**Work required:**
Continue the London Film Festival highlights article below from the point where it stops, before the lines that follow it.

**Document section:**
····················

Blogging the London Film Festival: the highlights

Ten to watch, as recommended by us

The 53rd London Film Festival begins on 14 October. Among the hundred-plus films drawn from around the world are the latest Coen brothers comedy, a biopic of the poet John Keats and not one, but two, films starring George Clooney. Over the coming weeks, the NS culture team will bravely attend as many screenings as possible and blog about it here. In the meantime, here is our pick of ten highlights to whet your appetite:

Fantastic Mr Fox (dir: Wes Anderson)

Anderson, director of quirky comedies such as The Royal Tenenbaums, makes his first foray into animation with this adaptation of Roald Dahl's classic children's story.

The White Ribbon (dir: Michael Haneke)

The Austrian-born Haneke has long been known for his punishing films, but his last, Funny Games, proved a little too much for our own Ryan Gilbey. Will this tale of malice and spite in early-20th-century Germany fare any better?

Bluebeard (dir: Catherine Breillat)

Famously retold by Angela Carter in her story collection The Bloody Chamber, this fairy tale gets a low-budget treatment from the provocative Breillat.

Tales from the Golden Age (dir: Cristian Mungiu)

····················

**Supplied entries:**
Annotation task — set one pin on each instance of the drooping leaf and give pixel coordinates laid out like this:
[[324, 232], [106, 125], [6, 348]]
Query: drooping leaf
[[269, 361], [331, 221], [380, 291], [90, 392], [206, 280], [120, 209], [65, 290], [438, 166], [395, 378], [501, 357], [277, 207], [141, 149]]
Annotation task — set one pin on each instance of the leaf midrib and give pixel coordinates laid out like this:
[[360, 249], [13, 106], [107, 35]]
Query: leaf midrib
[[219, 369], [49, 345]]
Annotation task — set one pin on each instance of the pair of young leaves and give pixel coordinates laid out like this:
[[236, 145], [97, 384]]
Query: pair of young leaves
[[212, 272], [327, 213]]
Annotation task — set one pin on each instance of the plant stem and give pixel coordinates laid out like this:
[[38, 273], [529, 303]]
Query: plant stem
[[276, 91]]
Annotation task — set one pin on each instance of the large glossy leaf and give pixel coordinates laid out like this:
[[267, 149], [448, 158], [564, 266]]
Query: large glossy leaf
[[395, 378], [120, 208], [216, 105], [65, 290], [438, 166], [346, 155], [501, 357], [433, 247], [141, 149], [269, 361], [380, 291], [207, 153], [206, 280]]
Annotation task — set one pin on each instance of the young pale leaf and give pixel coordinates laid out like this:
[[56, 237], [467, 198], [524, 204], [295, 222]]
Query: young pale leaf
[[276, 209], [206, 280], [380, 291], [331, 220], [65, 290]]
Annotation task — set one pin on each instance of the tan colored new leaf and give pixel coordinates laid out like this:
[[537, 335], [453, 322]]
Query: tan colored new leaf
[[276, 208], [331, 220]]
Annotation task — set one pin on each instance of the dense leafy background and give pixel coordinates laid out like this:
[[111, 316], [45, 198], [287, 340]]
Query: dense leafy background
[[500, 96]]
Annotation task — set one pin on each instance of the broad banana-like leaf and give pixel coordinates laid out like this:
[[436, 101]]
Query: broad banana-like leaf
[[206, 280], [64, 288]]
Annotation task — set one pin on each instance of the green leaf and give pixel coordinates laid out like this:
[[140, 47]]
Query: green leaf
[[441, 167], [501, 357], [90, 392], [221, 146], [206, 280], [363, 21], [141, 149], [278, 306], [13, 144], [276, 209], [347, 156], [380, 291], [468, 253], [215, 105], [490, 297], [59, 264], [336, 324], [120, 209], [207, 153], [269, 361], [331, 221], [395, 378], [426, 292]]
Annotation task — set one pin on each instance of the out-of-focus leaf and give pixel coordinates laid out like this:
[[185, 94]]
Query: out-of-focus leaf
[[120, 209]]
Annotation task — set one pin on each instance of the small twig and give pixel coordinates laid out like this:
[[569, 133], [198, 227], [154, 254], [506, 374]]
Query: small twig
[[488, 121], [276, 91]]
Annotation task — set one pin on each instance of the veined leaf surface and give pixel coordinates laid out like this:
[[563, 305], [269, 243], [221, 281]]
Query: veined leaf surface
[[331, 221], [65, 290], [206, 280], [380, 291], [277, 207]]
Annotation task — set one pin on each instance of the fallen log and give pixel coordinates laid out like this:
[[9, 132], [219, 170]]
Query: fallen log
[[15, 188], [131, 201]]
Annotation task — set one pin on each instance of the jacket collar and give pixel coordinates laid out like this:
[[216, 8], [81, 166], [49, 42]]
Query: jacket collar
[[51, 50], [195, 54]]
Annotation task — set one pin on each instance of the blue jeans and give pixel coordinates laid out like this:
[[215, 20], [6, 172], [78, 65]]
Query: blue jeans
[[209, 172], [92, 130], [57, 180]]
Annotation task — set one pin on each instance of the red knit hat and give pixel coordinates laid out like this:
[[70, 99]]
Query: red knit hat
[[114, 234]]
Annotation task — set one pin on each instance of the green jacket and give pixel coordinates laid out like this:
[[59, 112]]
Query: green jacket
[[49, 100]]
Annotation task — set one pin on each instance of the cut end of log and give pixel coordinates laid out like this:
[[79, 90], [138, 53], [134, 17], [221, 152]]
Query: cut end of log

····················

**Output below:**
The 20th anniversary of the fall of communism is being marked by various arts projects. Here, the acclaimed Romanian director Mungiu presents a series of vignettes of life under Ceausescu. You can read the NS review of his previous film, 4 Months, 3 Weeks and 2 Days, here.

Oil City Confidental (dir: Julien Temple)

After giving us documentaries on the Sex Pistols and the Glastonbury Festival, Temple turns his attention to Britain's much-maligned pub rock scene.

She, a Chinese (dir: Xiaolu Guo)

Guo is better known for her novels (the most recent of which we reviewed here), but she is also an accomplished film-maker. She, a Chinese tells the story of a young immigrant in Britain and features a score by John Parish, the PJ Harvey collaborator.

Hadewijch (dir: Bruno Dumont)

With a visual style that has more in common with the painters of his native Flanders than any of his contemporaries, Dumont cuts something of an outsider figure in French cinema. Hadewijch is tipped to be his best work yet -- while you wait for it, read this 2007 NS interview with the director.

Journey to the Moon (dir: Kutluğ Ataman)

Ataman, who was nominated for the Turner Prize in 2004, may be better known to NS readers as a video artist -- Fisun Güner wrote about him in April. Journey to the Moon reconstructs an incident from 1950s Turkey.

Perestroika (dir: Sarah Turner)

Structured around a journey on the Trans-Siberian Express, this exploration of amnesia is a promising highlight of the festival's experimental film strand.

Bad Lieutenant: Port of Call New Orleans (dir: Werner Herzog)

Herzog, the visionary German director who has been making films since the 1960s, is enjoying a late surge in popularity. This remake of a 1992 Abel Ferrara crime drama, starring Nicholas Cage, is a departure from his recent run of documentaries. You can read our Q+A with the director here.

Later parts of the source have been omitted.